Problem to solve:
Gather and copy out every line below that contains the word "tree". Case counts, so match that capitalization only.
— begin Stored rows —
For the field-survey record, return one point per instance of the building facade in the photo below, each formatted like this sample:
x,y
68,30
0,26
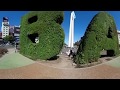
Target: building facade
x,y
5,27
118,36
17,33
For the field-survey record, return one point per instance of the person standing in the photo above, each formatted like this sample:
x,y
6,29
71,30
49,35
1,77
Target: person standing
x,y
15,47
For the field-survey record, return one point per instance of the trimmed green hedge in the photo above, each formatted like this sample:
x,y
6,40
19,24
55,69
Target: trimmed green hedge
x,y
47,24
100,34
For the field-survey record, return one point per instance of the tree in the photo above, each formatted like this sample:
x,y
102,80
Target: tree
x,y
100,34
9,38
46,26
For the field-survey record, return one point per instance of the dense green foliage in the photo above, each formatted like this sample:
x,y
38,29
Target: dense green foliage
x,y
9,38
46,25
100,34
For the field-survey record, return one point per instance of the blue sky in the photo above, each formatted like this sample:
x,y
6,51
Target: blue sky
x,y
82,20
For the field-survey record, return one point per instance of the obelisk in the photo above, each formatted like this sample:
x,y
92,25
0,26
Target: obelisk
x,y
71,30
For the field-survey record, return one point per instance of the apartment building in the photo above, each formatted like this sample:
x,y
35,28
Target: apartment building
x,y
5,27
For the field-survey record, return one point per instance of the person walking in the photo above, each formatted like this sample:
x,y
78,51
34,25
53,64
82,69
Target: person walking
x,y
15,47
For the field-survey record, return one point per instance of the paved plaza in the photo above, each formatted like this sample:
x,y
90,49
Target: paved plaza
x,y
45,70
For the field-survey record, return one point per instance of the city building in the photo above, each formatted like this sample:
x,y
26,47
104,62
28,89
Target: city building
x,y
11,30
17,33
5,27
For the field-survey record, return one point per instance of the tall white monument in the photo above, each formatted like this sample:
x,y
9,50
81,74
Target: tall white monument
x,y
71,30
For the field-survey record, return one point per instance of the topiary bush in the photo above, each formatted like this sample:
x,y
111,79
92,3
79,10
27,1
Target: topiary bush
x,y
3,51
101,34
41,35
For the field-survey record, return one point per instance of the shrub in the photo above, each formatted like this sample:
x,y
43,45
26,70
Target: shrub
x,y
3,51
100,34
46,26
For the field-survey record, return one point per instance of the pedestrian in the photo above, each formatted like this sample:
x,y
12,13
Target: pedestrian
x,y
15,47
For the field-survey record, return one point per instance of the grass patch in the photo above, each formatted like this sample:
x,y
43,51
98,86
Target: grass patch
x,y
14,60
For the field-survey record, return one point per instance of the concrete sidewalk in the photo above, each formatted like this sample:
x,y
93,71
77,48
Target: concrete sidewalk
x,y
37,70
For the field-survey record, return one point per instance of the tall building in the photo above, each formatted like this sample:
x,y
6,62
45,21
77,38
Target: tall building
x,y
5,27
17,33
71,31
118,36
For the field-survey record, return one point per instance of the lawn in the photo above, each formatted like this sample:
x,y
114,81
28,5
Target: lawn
x,y
14,60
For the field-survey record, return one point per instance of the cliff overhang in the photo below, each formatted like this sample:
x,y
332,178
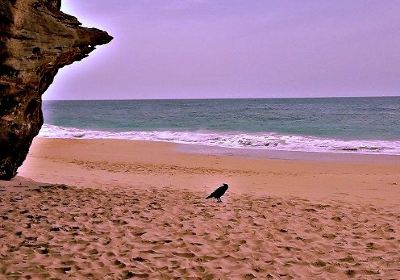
— end Stored rows —
Solution for this problem:
For the field-survey record, return one point per instance of the tree in the photo above, each formatted like this sample:
Target: tree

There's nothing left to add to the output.